> Given data:
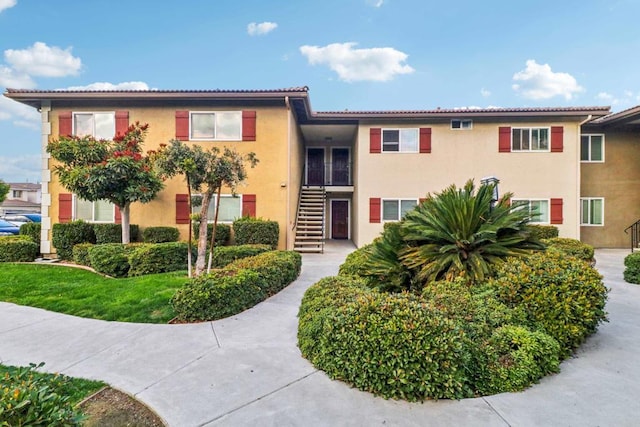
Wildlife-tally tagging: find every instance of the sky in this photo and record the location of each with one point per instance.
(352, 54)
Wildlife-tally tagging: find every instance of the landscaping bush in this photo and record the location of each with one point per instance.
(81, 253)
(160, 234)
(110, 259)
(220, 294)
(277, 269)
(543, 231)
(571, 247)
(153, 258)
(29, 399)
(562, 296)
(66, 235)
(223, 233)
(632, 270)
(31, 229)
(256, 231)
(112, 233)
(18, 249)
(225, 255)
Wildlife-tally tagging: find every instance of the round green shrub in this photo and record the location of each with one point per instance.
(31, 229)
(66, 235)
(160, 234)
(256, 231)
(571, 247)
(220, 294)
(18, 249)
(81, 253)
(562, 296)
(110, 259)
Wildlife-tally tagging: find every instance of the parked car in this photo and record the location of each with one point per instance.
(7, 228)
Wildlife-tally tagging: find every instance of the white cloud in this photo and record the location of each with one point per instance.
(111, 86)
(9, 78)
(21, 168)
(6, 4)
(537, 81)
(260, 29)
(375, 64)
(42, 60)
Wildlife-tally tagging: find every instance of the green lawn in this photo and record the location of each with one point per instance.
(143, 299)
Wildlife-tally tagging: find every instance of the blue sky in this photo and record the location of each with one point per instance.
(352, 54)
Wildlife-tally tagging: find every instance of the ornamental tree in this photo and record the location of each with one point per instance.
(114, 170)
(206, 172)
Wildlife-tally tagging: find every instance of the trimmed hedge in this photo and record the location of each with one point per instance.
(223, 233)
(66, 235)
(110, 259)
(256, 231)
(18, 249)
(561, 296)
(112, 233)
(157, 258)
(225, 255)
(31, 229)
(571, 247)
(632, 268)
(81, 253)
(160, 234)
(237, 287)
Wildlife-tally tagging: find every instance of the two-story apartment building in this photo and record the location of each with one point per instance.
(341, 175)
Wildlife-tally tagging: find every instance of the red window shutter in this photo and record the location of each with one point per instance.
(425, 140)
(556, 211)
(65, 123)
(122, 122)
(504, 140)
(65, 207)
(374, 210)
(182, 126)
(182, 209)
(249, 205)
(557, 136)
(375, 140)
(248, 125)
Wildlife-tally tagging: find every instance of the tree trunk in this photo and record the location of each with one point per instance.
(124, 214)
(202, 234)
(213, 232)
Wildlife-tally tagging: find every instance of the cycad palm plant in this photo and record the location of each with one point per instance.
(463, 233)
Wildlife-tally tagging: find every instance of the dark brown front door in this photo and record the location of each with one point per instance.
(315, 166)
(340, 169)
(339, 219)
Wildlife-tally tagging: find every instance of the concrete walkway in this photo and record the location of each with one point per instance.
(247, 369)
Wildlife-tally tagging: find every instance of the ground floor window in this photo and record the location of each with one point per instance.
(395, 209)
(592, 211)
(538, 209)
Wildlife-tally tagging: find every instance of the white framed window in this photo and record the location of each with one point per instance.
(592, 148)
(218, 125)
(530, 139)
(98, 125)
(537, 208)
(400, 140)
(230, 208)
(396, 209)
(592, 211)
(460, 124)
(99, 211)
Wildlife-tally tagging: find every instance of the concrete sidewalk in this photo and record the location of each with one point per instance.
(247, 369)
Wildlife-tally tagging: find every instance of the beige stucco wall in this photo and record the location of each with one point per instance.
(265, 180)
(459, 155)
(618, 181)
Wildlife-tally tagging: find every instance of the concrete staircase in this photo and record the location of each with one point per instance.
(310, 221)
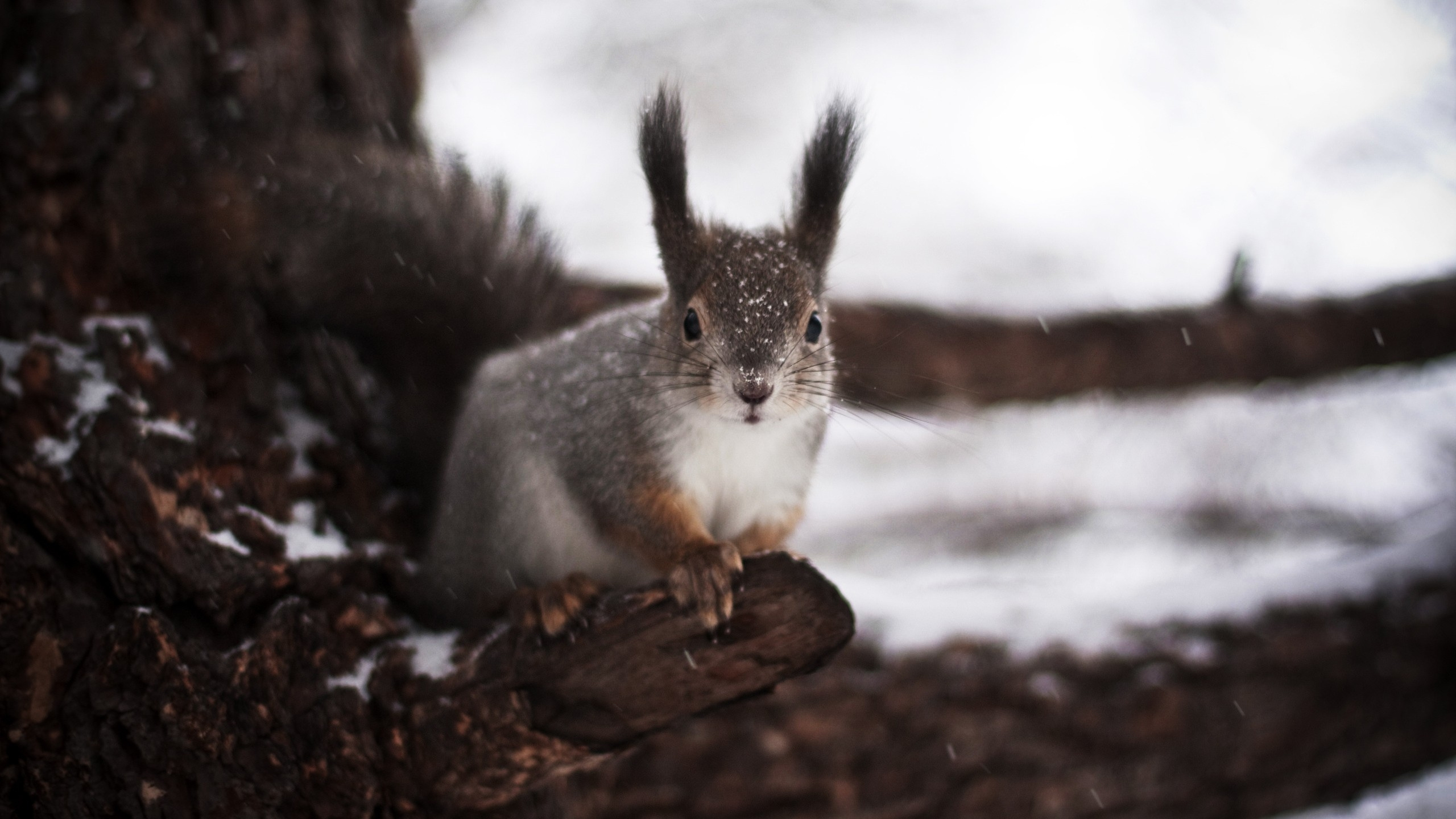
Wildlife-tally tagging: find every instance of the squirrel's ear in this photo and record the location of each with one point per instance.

> Work to complete:
Restate each of the entries above word for word and skip every image.

> Exercise output:
Wildlife-tally tagging: find every instance of the sky in this photo and record the location of each with one point per instance.
(352, 54)
Wildlife-tally tagging: find every instance of the landscaping bush in this photo and record the location of each with one point per instance.
(81, 253)
(160, 234)
(110, 259)
(220, 294)
(277, 269)
(543, 231)
(571, 247)
(153, 258)
(29, 399)
(562, 296)
(66, 235)
(223, 233)
(632, 270)
(31, 229)
(256, 231)
(112, 233)
(18, 249)
(225, 255)
Wildlife-tally tagging: find every instance of the round green shrub in this photo and record the location of each with one point per instance.
(31, 229)
(66, 235)
(160, 234)
(256, 231)
(571, 247)
(220, 294)
(18, 249)
(81, 253)
(562, 296)
(110, 259)
Wildlife-tally tagging: find every instance of the parked car in this photo and record the location of each with one point per instance.
(7, 228)
Wildlife-tally tagging: find every instance of the white cloud in this photo and record the location of each with one point per instance.
(111, 86)
(9, 78)
(21, 168)
(6, 4)
(537, 81)
(260, 29)
(375, 64)
(42, 60)
Wildlife-tally tagging: find every instance of the green lawn in this photo and record the location of each with one point per instance.
(143, 299)
Wildlife-tally tagging: find every instance of the blue sky in this photo and record the location of each with one point per instance.
(352, 54)
Wildlife-tally tagging: find every instance of the ornamental tree in this photo and record the location of each with one point per instance.
(114, 170)
(206, 172)
Wildlife-tally tagging: find every instance of the trimmed hedge in this photo and record the location of each with one point per instance.
(223, 233)
(66, 235)
(110, 259)
(256, 231)
(18, 249)
(561, 296)
(112, 233)
(157, 258)
(225, 255)
(31, 229)
(571, 247)
(632, 268)
(81, 253)
(160, 234)
(237, 287)
Wildlife-tally tagging: find every instance of the two-story apartment building in this photo and record the location of each with one point per instance.
(341, 175)
Wildlife-tally tagging: find every instance of the red window shutter in this photo and record the location of each with one point per instance.
(425, 140)
(556, 211)
(65, 123)
(122, 122)
(504, 140)
(65, 207)
(374, 210)
(182, 126)
(182, 209)
(249, 205)
(557, 136)
(375, 140)
(248, 125)
Wildlife-tally tagging: find every instance of the tree trunk in this photo and record the location of each with one point per instance.
(124, 214)
(202, 234)
(213, 232)
Wildlife-tally tagging: find every instance of the cycad palm plant in this photo and record the location of each with one point per instance.
(463, 233)
Wildlife-tally tagging: find every instance of the dark brown front door in this photo and record the location of each with one point per instance.
(315, 166)
(340, 169)
(339, 219)
Wildlife-tally tagging: find every instance of the concrete walkway in this photo and record the location of each with one point per instance.
(247, 369)
Wildlife-tally tagging: find every instance of the ground floor window in this photo and record the location of each with one point per instance.
(395, 209)
(592, 211)
(538, 209)
Wildlife-tally tagging: find every instance of the white framed window in this photo and record the location of each with one point per instance.
(592, 148)
(218, 125)
(530, 139)
(98, 125)
(537, 208)
(400, 140)
(230, 208)
(396, 209)
(592, 211)
(460, 124)
(99, 211)
Wildlife-tally tagging: find every instance of the concrete sidewalk in this photo and record the location of each with one point per instance.
(247, 369)
Wildlife-tally tagging: find every instance of the beige stucco wall in this photo and record the location of each with one point per instance.
(265, 180)
(459, 155)
(618, 181)
Wildlife-tally tagging: find every instance of the concrete staircase in this photo and record the location of each with one point per instance.
(310, 221)
Wildlife-tally tagging: find every instance of the squirrel's ear in this photo and record the location of each with one point per instance.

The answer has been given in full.